(Entries supplied Opens)
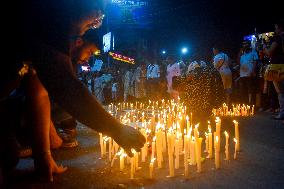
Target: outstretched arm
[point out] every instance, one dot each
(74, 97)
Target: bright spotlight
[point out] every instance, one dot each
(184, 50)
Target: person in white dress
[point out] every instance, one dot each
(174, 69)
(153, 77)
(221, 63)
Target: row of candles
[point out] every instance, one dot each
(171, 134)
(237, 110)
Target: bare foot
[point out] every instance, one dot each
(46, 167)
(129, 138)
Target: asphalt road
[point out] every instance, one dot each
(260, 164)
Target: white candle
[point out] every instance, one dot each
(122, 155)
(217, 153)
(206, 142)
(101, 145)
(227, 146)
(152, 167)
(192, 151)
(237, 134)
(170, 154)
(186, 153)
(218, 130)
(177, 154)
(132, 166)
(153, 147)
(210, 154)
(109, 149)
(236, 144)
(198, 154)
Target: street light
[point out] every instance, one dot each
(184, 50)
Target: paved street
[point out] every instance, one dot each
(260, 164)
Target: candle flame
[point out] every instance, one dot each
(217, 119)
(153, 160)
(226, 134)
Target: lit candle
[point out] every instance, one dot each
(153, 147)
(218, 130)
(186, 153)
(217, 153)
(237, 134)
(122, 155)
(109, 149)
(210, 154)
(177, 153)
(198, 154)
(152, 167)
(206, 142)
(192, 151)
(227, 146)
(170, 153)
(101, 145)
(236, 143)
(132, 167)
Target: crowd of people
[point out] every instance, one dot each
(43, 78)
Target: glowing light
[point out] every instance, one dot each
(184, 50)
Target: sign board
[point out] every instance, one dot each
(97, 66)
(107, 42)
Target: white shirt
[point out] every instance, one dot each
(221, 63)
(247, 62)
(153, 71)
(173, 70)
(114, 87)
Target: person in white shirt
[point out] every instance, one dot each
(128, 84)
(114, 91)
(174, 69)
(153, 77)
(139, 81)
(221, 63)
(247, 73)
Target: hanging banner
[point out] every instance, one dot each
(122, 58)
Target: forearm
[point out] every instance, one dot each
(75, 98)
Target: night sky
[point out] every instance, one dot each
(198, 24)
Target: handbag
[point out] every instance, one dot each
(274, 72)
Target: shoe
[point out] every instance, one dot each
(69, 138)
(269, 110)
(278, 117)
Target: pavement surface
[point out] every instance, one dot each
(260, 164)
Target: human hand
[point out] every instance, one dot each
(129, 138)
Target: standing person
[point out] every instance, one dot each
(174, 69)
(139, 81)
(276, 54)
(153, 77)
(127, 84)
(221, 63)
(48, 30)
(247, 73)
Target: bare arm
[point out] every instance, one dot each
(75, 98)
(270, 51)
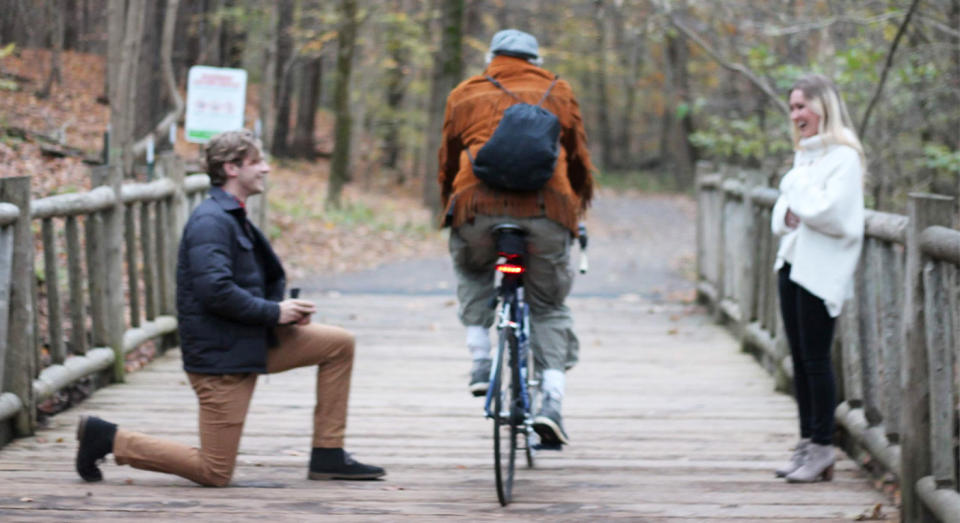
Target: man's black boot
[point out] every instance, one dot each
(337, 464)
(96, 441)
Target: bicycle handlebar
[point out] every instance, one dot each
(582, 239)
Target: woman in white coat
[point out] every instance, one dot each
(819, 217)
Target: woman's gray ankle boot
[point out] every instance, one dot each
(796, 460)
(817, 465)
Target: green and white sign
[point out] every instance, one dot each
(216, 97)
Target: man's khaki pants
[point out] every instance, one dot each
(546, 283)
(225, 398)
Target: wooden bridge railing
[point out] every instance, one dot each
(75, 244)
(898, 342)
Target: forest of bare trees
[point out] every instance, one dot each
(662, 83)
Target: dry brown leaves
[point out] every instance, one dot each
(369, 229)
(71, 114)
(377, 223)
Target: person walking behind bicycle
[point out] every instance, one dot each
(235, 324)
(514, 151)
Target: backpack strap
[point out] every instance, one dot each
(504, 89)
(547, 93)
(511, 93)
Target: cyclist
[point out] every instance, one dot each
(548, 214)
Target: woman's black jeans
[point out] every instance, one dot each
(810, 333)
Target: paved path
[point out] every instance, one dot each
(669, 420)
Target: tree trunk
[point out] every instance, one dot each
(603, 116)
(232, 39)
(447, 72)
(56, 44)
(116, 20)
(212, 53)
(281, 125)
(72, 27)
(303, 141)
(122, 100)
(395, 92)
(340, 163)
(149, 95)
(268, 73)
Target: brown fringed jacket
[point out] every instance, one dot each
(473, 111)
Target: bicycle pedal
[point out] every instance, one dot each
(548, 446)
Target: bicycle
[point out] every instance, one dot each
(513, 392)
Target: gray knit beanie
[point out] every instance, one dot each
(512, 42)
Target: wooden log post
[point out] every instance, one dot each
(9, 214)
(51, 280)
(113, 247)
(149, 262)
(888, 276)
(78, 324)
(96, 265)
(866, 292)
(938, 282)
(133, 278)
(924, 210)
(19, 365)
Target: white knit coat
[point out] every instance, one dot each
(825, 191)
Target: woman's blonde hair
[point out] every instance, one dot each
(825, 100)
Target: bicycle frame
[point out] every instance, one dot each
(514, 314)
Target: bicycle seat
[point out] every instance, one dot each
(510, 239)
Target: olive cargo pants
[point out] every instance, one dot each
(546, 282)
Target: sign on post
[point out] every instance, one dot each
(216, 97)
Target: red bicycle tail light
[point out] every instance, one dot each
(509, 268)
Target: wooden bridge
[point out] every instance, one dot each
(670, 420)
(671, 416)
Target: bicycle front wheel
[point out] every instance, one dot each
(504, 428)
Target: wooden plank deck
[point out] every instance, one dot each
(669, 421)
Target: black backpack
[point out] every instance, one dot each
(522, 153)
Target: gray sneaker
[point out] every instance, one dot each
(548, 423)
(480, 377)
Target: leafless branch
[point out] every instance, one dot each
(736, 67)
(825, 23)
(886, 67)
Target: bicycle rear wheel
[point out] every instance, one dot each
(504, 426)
(Entries supplied Closes)
* **Task**
Copy every line in the records above that contains the word "white".

* **Response to this exercise**
Target: person in white dress
Target: white candle
Target: white shirt
Target: person in white shirt
Target: woman in white coat
Target: green and white sign
Target: white knit coat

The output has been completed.